** Opening RAW DATA block **

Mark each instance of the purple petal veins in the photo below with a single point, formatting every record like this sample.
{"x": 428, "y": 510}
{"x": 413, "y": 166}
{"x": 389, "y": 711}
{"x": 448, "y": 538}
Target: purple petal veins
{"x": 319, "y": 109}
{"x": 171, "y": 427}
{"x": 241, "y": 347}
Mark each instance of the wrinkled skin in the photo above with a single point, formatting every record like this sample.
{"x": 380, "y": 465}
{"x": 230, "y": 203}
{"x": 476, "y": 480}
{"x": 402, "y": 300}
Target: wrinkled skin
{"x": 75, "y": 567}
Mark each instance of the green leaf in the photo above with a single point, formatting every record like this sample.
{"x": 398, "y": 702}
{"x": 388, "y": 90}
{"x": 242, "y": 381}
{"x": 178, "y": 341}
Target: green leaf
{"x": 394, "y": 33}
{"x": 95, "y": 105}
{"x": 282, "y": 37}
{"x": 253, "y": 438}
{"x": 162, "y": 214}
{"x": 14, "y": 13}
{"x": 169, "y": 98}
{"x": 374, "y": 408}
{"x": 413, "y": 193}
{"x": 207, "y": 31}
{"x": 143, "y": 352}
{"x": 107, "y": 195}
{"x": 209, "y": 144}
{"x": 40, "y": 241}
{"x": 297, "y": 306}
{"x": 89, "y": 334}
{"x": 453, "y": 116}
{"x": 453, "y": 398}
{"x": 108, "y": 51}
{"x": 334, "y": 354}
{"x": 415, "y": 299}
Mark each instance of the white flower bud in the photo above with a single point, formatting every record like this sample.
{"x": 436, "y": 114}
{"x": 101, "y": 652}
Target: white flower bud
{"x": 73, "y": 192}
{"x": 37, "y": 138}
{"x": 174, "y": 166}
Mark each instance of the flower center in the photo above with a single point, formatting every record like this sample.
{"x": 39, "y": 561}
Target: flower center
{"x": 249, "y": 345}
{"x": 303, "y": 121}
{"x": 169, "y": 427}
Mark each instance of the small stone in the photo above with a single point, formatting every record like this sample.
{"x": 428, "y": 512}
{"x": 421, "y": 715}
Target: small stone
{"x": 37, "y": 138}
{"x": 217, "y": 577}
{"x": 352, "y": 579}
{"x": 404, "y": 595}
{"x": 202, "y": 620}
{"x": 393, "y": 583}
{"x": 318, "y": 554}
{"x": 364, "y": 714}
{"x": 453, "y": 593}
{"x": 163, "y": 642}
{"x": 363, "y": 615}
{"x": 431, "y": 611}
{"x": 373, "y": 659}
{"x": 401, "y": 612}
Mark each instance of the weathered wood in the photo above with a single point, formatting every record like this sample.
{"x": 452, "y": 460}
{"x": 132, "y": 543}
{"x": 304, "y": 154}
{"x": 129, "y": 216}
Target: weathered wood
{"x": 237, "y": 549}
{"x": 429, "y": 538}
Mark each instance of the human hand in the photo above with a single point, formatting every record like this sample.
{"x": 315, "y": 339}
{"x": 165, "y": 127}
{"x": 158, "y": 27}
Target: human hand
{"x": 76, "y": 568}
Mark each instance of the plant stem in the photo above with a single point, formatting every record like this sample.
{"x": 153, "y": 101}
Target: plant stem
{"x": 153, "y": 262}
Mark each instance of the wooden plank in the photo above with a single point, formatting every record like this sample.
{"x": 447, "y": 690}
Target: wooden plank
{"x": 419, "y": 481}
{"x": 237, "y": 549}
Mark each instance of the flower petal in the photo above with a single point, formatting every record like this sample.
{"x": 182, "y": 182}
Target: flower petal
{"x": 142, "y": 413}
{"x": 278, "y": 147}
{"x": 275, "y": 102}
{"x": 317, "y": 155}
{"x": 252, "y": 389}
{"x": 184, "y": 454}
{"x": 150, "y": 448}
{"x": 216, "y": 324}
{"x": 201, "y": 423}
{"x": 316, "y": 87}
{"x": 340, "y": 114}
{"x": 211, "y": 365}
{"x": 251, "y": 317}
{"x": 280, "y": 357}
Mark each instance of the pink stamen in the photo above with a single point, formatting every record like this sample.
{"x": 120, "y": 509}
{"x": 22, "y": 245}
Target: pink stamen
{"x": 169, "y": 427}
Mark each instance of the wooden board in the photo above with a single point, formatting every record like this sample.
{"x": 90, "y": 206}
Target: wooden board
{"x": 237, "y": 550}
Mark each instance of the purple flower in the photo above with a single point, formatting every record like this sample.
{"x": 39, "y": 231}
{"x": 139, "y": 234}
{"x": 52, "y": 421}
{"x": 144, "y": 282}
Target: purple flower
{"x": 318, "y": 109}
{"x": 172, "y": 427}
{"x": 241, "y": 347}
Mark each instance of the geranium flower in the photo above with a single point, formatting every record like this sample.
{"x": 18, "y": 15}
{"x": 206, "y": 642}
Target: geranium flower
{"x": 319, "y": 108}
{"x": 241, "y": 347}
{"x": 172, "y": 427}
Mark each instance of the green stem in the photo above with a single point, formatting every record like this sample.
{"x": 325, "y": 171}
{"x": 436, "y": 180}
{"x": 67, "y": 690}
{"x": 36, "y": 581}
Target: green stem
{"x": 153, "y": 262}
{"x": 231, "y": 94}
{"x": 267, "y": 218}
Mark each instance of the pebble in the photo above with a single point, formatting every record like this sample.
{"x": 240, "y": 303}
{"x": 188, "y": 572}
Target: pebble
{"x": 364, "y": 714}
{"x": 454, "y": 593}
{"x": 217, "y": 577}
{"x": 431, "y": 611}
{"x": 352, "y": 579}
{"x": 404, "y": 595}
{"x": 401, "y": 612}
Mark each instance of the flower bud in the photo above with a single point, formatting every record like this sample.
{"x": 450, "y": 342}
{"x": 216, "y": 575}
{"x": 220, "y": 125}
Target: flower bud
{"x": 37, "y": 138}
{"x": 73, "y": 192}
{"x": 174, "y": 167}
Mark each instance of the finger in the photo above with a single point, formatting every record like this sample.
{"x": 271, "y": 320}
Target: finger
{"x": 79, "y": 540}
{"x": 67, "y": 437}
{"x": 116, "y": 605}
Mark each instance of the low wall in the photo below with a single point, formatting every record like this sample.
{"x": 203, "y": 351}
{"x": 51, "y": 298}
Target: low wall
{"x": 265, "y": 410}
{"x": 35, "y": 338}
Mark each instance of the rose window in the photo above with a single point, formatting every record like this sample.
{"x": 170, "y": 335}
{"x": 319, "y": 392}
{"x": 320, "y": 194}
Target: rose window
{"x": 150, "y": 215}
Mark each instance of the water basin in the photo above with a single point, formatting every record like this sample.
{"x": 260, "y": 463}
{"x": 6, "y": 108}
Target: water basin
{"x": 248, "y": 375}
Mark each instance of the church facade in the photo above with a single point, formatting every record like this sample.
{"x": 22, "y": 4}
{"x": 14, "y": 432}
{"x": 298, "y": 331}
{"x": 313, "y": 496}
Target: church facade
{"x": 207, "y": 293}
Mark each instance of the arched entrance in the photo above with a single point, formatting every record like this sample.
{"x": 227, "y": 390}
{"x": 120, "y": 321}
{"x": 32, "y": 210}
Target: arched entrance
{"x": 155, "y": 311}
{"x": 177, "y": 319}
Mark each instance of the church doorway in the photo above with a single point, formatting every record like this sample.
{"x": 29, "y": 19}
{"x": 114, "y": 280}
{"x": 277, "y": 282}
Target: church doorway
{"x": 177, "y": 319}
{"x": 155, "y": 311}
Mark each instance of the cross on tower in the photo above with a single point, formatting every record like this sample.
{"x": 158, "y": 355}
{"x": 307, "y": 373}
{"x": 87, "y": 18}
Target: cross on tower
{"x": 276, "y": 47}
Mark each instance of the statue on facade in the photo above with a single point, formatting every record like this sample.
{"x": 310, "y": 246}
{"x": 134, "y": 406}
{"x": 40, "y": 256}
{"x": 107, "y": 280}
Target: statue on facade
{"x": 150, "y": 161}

** Closing RAW DATA block **
** Opening RAW DATA block **

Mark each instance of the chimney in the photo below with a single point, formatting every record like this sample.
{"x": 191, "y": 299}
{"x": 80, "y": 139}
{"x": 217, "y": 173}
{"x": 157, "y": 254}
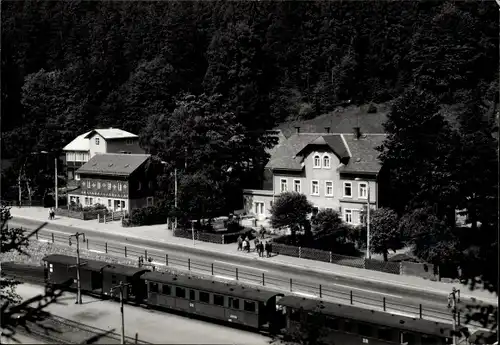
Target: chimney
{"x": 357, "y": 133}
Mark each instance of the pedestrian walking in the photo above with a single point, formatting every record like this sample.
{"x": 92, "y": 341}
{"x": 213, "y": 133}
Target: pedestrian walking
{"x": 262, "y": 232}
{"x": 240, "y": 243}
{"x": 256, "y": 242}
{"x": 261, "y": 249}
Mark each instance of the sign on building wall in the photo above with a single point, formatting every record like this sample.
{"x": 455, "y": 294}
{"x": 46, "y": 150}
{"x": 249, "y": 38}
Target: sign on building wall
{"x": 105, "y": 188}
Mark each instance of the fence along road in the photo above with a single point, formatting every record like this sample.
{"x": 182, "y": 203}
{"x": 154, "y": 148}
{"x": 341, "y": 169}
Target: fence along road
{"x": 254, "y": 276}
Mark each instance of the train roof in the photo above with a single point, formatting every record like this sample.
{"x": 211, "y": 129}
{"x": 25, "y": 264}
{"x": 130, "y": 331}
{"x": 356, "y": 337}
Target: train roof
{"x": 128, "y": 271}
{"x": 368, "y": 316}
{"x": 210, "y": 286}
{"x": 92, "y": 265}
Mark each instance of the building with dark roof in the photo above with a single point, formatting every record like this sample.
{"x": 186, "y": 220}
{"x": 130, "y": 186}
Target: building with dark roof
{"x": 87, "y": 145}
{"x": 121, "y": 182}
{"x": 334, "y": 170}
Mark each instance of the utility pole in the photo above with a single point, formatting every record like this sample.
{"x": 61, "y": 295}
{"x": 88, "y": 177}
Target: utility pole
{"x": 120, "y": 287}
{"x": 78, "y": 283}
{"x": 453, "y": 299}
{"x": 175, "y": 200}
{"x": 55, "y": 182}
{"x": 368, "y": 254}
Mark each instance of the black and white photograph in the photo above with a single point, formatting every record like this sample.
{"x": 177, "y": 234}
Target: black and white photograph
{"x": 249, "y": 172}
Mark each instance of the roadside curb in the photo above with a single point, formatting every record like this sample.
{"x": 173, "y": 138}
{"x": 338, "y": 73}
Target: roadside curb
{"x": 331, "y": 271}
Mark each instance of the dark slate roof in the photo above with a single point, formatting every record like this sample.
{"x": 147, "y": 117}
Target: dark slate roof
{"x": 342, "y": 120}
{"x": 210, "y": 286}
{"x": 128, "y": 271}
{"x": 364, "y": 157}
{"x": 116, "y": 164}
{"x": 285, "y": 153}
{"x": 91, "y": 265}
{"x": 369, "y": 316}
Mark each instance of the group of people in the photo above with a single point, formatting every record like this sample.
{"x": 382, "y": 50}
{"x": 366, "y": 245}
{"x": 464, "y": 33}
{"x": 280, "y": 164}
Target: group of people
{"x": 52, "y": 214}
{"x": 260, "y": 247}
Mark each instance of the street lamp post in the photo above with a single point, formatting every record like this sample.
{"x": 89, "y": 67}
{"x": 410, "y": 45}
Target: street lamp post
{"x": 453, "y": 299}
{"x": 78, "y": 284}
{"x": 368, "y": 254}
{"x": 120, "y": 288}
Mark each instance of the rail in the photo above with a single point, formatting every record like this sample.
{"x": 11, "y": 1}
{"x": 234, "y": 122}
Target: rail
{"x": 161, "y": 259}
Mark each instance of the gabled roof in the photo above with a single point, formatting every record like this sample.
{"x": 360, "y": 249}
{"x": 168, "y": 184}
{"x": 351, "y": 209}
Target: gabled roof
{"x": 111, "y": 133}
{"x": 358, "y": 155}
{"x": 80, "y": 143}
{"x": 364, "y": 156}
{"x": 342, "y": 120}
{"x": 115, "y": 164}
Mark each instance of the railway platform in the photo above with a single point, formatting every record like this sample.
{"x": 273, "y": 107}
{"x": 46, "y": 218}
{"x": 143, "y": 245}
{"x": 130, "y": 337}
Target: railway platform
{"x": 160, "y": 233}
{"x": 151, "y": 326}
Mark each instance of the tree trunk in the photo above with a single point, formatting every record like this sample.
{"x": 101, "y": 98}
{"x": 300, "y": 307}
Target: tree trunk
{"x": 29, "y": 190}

** Closing RAW DATA block **

EXERCISE REQUIREMENTS
Whenever the word "below" appears in a line above, copy that line.

ANSWER TO THE EXERCISE
Mark each instance of the purple petal veins in the photo below with a single point, formatting every record like this sample.
Mark each instance of the low wall in the photo below with a single point, formatting every record like this sample.
Mark each instance of the chimney in the photo below with a single point, formatting every record like this sample.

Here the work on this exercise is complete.